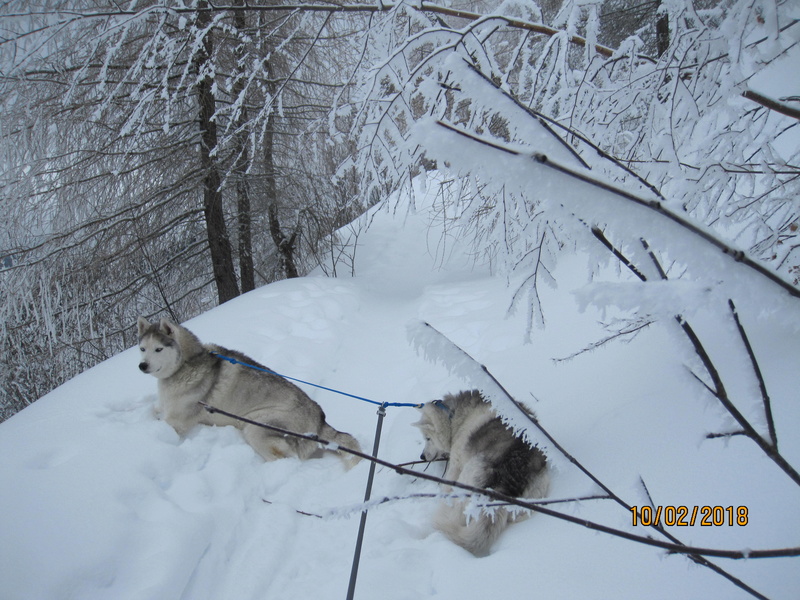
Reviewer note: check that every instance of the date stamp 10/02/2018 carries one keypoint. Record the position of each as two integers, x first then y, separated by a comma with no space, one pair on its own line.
685,516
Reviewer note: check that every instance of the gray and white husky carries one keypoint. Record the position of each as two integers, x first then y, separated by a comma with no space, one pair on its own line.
481,452
189,372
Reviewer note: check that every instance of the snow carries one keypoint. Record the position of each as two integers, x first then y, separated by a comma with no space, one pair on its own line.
102,500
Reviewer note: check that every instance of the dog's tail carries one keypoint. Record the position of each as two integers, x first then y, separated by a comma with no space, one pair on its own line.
476,533
344,440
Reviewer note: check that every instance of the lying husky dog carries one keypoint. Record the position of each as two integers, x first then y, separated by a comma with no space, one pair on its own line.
481,452
188,372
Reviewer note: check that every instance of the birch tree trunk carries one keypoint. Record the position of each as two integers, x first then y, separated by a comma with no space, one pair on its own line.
218,242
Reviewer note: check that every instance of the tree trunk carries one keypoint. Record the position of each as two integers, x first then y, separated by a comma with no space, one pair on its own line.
240,168
285,246
218,242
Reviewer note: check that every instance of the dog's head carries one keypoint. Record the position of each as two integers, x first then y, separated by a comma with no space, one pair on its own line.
160,352
435,426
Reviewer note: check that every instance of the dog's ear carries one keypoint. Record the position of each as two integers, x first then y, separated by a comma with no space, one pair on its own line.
142,325
167,327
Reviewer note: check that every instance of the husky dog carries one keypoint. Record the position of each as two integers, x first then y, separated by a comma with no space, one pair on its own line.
188,372
482,452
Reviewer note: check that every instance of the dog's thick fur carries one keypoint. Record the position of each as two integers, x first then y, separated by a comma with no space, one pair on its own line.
482,452
189,373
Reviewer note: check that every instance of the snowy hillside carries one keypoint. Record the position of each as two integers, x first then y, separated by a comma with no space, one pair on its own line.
100,500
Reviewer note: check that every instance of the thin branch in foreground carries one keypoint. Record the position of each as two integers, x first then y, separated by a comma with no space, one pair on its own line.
695,557
759,376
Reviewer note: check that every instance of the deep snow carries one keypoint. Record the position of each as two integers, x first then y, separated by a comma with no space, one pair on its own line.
100,500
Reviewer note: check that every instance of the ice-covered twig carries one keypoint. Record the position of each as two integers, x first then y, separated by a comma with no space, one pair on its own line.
718,389
759,376
654,205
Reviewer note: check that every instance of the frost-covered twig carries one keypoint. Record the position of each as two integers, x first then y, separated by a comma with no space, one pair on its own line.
762,386
697,557
720,392
654,205
675,548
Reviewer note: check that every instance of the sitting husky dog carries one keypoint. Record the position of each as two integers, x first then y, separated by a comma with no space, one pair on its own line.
189,373
482,452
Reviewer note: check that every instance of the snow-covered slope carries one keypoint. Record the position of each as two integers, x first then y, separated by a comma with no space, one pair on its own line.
100,500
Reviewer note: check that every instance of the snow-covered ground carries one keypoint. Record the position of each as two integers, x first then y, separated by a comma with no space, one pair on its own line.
100,500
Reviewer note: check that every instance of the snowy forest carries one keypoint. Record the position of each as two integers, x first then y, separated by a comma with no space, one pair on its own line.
167,156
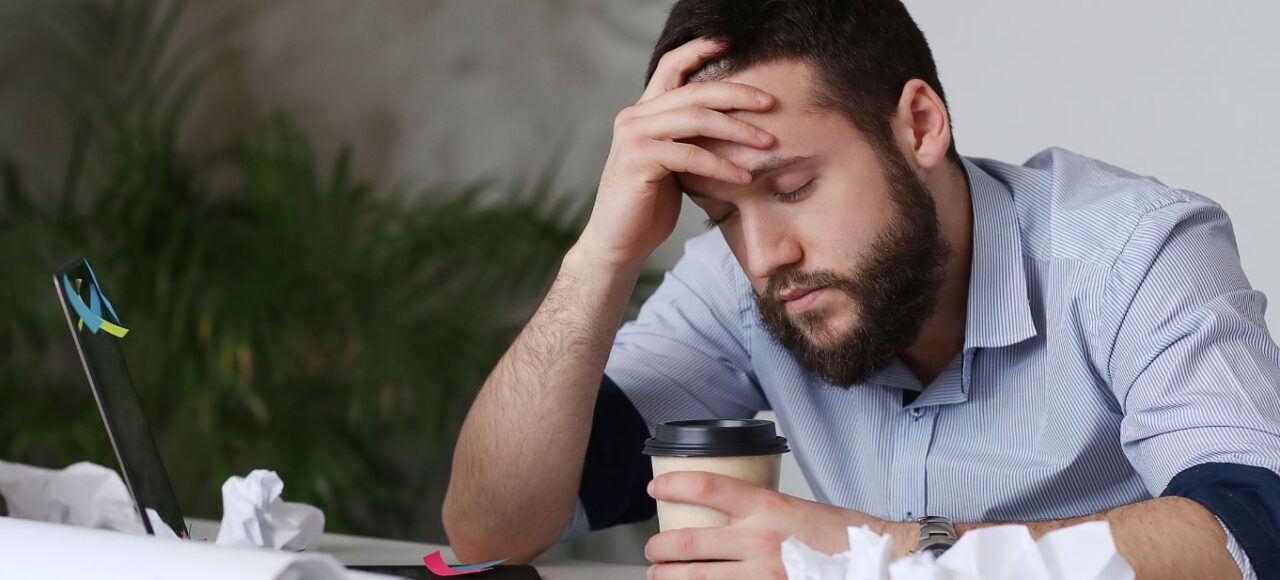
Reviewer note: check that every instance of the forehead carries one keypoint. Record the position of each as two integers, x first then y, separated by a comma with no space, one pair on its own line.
800,126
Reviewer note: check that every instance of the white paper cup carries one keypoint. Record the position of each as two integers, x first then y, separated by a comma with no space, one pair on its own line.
744,448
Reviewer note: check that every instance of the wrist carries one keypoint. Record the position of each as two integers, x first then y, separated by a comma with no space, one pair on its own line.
585,257
904,535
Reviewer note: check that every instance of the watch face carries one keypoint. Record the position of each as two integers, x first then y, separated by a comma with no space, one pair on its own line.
936,549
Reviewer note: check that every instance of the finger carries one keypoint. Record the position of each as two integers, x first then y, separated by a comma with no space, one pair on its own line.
690,544
673,65
720,95
735,570
698,122
714,491
685,158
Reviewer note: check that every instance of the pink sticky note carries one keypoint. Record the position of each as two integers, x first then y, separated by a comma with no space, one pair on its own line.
435,563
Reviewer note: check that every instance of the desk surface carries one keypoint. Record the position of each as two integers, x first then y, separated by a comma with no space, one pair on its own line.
353,549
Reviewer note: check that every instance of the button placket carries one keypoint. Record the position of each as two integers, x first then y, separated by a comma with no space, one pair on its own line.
913,438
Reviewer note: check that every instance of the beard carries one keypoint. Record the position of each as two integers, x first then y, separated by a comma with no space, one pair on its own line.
894,293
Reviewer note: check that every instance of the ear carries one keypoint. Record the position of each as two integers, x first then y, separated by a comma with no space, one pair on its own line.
920,126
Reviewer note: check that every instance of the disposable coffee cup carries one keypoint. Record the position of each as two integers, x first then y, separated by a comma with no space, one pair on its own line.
745,448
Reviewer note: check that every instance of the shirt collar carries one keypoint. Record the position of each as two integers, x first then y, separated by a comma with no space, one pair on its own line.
999,311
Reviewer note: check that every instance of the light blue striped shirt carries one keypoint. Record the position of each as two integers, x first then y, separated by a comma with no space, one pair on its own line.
1112,341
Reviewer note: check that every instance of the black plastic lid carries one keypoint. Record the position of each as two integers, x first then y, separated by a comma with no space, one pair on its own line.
716,438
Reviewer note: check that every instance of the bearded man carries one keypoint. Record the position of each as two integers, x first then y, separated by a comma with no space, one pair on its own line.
944,337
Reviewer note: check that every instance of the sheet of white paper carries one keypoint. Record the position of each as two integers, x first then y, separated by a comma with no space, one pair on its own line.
42,549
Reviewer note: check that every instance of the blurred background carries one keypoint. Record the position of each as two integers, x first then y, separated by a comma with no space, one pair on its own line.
324,220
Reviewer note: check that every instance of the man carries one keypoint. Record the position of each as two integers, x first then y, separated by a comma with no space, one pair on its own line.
940,336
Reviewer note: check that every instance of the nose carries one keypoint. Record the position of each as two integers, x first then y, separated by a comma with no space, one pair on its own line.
768,245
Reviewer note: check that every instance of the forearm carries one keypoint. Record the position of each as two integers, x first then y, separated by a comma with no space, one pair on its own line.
1164,538
520,451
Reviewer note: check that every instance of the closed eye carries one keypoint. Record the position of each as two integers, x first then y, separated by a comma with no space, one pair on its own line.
782,196
794,193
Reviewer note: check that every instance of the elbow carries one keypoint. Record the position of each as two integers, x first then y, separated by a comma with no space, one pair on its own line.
474,542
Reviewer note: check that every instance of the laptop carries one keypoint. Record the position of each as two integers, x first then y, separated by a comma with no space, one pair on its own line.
97,332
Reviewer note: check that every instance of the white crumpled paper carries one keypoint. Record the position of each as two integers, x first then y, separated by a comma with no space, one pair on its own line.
255,515
91,496
1079,552
83,494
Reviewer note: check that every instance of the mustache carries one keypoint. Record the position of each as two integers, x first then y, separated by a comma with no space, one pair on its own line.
790,279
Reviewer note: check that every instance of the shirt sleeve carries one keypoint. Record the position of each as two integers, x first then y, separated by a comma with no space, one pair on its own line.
682,357
1196,371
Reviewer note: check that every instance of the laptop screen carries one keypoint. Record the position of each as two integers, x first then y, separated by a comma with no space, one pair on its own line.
117,400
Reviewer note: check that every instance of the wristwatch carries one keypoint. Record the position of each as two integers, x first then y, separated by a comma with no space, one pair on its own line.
937,534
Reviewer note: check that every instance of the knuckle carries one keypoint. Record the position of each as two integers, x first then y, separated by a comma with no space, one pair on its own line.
688,154
695,114
686,544
624,118
775,502
704,485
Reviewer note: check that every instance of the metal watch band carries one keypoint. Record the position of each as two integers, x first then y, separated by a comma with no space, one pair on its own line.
937,534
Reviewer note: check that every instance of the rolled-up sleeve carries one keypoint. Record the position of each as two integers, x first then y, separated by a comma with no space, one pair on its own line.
1197,374
682,357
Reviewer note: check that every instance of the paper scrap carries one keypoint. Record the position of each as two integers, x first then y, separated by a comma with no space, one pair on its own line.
435,563
1009,552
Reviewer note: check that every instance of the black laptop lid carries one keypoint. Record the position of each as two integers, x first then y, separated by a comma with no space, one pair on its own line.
117,400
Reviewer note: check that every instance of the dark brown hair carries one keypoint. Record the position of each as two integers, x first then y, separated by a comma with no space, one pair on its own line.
864,51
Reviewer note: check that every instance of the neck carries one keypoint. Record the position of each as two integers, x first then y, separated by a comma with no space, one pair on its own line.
942,337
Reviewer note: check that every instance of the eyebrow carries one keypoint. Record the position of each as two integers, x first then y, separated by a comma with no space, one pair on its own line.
767,167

________

Description of the task: Find the line with "Reviewer note: check that every instance of the knuckle" in the listing above, then write out that line and each remaining line exactly, with no other text.

Result:
Reviewer note: check that every instance of the knuckle carries one keypoint. Record the position of each as two integers, x first then y, separated by a comma with no space, one pair on its own line.
688,154
695,114
686,544
624,118
775,502
704,485
Reviewer note: check that every instance of the metal watch band carries one keypoint. Record the position of each as two integers, x first then y, separated by a comma with no space, one pair on its own line.
937,534
Reviewer note: check that every instance of the rolled-up sleeve carries one keypoint. Record the position of each as two integers, x first then y, separated by a comma with no space, one pair on its own line.
1197,374
682,357
Reviewer note: check that every instance of the paper scrap carries one keypoint. Record the position of each as two integers, x first then y, separated by a comma with no space, one pair on its own line.
435,563
1009,552
Reviewer note: check that every instance of the black laptop lid carries one keypoint. Record the position of each as two integers, x first then y, separated by a comma with no space, one pair on its own line.
117,400
Reviewer note: check that every instance of the dark brown hair carries one keypoint. Record the position of each as two integers, x first then y, separated by a comma with no space, one pair on its own line.
864,51
Reviewer note: check that every instance of the neck carries one keypoint. Record the position of each as two integers, x first then y, separated by a comma with no space, one pair on its own line.
942,337
Reviewer note: check that every instance of the eyebrow carries one keypoint. Record the position of each as two integers, x first then y, separated by a comma with no space, one pair on its own line.
767,167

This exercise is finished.